EXTRACTED MATERIAL:
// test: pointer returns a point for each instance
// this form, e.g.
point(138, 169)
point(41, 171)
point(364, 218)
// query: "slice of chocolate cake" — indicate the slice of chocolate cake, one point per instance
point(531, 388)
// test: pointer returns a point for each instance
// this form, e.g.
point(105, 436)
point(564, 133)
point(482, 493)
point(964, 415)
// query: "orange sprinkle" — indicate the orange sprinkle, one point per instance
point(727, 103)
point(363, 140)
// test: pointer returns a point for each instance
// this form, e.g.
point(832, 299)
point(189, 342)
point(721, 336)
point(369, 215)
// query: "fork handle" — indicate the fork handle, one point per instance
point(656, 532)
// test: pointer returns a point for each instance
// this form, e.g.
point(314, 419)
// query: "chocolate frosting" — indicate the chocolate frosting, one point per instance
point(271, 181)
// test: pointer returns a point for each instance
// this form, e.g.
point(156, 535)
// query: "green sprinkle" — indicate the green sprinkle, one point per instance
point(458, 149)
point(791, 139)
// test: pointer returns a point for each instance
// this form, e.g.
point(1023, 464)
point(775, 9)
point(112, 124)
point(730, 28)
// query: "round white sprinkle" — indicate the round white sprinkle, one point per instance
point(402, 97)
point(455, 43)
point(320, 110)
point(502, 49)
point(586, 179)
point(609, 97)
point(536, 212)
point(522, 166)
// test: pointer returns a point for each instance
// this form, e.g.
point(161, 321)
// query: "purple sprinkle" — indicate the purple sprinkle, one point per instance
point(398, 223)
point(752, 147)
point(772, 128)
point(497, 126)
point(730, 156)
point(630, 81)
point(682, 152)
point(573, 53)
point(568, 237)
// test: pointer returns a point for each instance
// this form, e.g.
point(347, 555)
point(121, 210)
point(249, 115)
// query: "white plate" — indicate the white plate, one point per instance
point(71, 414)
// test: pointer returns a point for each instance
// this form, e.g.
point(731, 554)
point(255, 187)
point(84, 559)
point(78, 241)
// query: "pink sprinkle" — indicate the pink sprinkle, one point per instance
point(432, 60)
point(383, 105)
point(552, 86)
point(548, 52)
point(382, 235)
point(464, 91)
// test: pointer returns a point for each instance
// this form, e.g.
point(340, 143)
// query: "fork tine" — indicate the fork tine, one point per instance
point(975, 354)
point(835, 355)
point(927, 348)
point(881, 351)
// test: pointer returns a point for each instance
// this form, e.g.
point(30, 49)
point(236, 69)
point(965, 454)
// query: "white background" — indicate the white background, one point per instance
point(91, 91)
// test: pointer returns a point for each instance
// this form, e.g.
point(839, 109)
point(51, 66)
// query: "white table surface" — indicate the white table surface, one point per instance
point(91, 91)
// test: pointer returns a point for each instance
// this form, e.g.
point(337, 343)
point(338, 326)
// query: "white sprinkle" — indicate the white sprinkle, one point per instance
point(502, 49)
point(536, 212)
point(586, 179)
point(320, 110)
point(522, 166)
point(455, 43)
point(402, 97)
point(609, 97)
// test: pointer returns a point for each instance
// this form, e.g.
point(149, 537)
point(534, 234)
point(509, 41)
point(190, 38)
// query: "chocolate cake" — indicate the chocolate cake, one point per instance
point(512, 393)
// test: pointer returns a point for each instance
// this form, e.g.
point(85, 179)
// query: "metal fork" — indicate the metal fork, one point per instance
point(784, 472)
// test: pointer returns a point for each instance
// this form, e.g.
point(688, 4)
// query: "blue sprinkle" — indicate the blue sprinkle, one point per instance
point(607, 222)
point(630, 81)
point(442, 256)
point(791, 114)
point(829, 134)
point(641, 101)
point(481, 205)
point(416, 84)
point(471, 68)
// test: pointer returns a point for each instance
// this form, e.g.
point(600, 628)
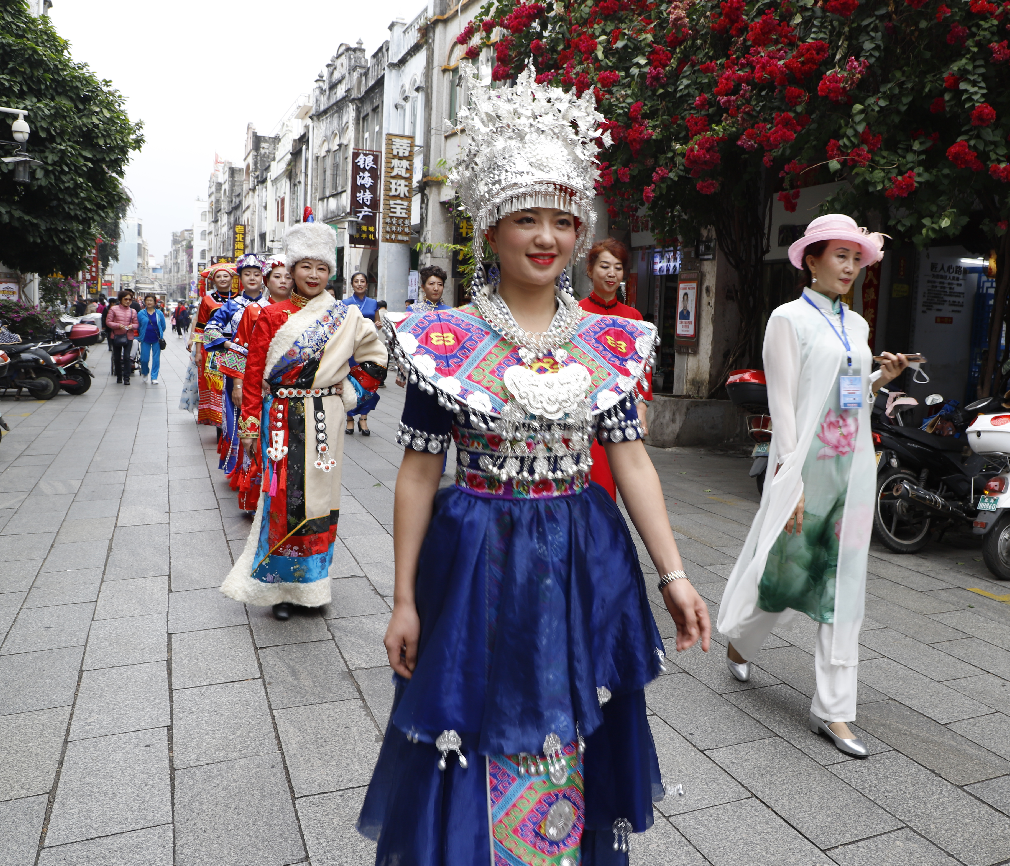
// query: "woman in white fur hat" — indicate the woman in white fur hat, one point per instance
point(300, 351)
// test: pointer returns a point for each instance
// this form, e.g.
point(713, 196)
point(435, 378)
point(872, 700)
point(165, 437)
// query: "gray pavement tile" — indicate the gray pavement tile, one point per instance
point(355, 596)
point(111, 784)
point(129, 641)
point(18, 576)
point(77, 555)
point(68, 587)
point(990, 732)
point(983, 656)
point(199, 560)
point(901, 848)
point(931, 698)
point(149, 847)
point(934, 746)
point(373, 548)
point(952, 820)
point(120, 700)
point(377, 687)
point(808, 796)
point(30, 746)
point(301, 674)
point(306, 624)
point(745, 833)
point(996, 792)
point(140, 597)
point(328, 824)
point(38, 680)
point(924, 629)
point(203, 608)
point(361, 640)
point(785, 710)
point(236, 813)
point(318, 761)
point(48, 629)
point(30, 547)
point(213, 656)
point(20, 828)
point(987, 689)
point(916, 655)
point(220, 723)
point(701, 714)
point(705, 783)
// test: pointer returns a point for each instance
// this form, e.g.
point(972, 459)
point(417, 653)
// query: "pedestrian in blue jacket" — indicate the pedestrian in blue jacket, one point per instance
point(150, 321)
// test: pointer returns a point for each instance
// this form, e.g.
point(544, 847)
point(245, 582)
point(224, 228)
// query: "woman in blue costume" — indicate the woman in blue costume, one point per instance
point(521, 638)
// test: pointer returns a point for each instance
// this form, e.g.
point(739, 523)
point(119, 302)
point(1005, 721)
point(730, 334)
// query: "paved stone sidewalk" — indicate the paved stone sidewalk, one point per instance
point(144, 718)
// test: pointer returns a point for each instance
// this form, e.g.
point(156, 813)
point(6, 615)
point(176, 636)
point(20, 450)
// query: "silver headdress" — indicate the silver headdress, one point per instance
point(527, 146)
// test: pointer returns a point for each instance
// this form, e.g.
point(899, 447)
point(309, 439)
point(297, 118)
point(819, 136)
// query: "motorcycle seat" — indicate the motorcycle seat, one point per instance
point(943, 443)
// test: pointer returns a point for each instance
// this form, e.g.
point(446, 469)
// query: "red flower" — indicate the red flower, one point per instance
point(1001, 173)
point(789, 198)
point(902, 186)
point(957, 34)
point(964, 157)
point(841, 7)
point(608, 78)
point(795, 96)
point(983, 115)
point(697, 125)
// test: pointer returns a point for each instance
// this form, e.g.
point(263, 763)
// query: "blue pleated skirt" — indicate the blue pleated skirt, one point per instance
point(526, 607)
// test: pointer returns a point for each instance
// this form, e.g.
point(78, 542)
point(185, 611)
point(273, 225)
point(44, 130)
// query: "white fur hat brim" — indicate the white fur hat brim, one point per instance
point(310, 241)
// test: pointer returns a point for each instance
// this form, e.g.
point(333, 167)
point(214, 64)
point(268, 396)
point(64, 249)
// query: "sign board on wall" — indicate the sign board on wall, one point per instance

EXERCISE DESCRIPTION:
Take from the material above the lines running from the one with "background, one point per instance" through the one with "point(51, 66)", and repeat them exactly, with nothing else.

ANSWER SECTION:
// query: "white background" — indicate the white background, one point per instance
point(91, 91)
// test: pointer returns a point for each instance
// this form, e.g.
point(839, 109)
point(51, 66)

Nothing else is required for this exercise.